*** Opening Material for this exercise ***

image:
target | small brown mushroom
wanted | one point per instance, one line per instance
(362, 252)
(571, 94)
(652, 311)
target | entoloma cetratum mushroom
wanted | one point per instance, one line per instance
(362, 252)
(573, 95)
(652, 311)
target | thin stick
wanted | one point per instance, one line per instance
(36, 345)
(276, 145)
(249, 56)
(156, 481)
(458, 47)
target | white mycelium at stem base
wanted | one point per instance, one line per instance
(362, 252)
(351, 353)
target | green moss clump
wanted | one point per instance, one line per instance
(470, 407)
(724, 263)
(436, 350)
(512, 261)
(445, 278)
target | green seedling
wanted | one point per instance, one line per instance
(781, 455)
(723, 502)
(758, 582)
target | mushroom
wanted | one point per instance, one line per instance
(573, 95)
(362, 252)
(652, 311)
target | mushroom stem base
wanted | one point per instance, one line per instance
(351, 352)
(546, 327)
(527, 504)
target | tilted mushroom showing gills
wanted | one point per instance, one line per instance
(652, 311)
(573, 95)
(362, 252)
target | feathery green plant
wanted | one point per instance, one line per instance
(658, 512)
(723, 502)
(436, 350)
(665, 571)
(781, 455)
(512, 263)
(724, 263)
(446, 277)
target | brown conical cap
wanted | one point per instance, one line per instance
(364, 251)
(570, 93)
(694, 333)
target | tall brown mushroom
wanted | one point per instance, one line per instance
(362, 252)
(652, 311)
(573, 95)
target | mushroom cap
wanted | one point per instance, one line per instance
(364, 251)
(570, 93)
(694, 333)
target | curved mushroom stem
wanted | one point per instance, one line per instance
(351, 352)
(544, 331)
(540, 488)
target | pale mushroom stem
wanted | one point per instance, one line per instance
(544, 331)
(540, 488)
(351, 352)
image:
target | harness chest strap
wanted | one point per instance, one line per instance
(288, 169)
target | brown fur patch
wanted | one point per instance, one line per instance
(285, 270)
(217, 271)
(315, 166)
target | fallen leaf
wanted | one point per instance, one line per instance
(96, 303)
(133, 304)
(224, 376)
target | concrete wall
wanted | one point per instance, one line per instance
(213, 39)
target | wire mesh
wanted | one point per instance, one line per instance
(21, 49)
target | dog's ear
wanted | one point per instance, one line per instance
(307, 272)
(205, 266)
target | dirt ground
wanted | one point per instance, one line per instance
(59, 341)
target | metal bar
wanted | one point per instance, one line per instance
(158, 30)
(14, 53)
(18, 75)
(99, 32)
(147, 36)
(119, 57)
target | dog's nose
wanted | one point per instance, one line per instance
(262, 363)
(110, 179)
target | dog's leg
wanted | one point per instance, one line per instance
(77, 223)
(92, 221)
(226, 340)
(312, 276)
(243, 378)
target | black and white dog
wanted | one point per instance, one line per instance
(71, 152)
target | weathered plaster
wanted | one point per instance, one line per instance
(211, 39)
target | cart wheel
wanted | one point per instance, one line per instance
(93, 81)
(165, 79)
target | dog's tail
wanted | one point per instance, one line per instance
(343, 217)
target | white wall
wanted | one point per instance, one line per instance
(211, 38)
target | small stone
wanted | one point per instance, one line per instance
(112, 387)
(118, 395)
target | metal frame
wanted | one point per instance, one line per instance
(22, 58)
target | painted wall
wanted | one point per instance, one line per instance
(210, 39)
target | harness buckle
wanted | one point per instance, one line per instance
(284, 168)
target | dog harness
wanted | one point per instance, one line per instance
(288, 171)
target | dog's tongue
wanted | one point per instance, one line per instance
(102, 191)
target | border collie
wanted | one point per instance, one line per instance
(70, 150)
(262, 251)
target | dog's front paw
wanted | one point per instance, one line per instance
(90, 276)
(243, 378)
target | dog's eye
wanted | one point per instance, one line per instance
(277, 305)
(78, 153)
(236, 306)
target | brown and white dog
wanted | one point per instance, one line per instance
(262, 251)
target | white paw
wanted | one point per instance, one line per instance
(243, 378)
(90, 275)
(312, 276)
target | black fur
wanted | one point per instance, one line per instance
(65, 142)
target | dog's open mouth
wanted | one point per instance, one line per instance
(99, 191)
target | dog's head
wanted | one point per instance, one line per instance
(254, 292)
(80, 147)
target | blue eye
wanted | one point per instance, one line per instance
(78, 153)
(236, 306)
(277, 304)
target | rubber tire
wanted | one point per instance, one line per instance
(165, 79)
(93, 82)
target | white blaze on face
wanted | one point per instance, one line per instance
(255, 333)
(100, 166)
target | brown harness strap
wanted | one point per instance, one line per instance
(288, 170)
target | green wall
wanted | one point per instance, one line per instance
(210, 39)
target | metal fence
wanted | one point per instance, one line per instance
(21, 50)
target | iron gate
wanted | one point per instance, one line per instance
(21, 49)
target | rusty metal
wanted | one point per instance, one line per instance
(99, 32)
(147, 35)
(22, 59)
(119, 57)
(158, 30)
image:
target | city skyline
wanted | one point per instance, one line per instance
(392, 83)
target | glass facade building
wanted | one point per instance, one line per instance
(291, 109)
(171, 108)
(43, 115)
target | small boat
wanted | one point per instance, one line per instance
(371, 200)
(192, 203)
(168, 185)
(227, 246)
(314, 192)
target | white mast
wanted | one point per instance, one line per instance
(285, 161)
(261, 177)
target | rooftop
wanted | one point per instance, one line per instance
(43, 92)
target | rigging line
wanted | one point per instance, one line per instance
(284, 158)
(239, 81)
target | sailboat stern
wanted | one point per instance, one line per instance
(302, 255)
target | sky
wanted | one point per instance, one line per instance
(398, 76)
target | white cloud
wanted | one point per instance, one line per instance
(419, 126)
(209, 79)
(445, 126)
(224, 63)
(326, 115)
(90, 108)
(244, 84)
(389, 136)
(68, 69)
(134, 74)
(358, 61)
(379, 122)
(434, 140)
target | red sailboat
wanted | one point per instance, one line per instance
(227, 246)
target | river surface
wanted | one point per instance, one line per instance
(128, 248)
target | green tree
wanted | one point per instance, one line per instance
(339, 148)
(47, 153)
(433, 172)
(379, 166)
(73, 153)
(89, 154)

*** Closing Material for this exercise ***

** Exercise **
Above are the records; from them, give again exactly the lines from the one containing "target | tilted mushroom showing gills" through the one containing "target | mushroom cap", both included.

** Result **
target | tilted mushroom showing gills
wanted | one point per instance, one line per instance
(652, 311)
(573, 95)
(362, 252)
target | feathery green plant
wanted | one point per instance, one line per instance
(658, 512)
(723, 502)
(436, 350)
(665, 571)
(781, 455)
(512, 263)
(724, 263)
(446, 277)
target | brown conical cap
wanted | one point per instance, one line per instance
(364, 251)
(570, 93)
(694, 333)
target | tall brown mushroom
wanted | one point per instance, one line per instance
(362, 252)
(652, 311)
(573, 95)
target | mushroom cap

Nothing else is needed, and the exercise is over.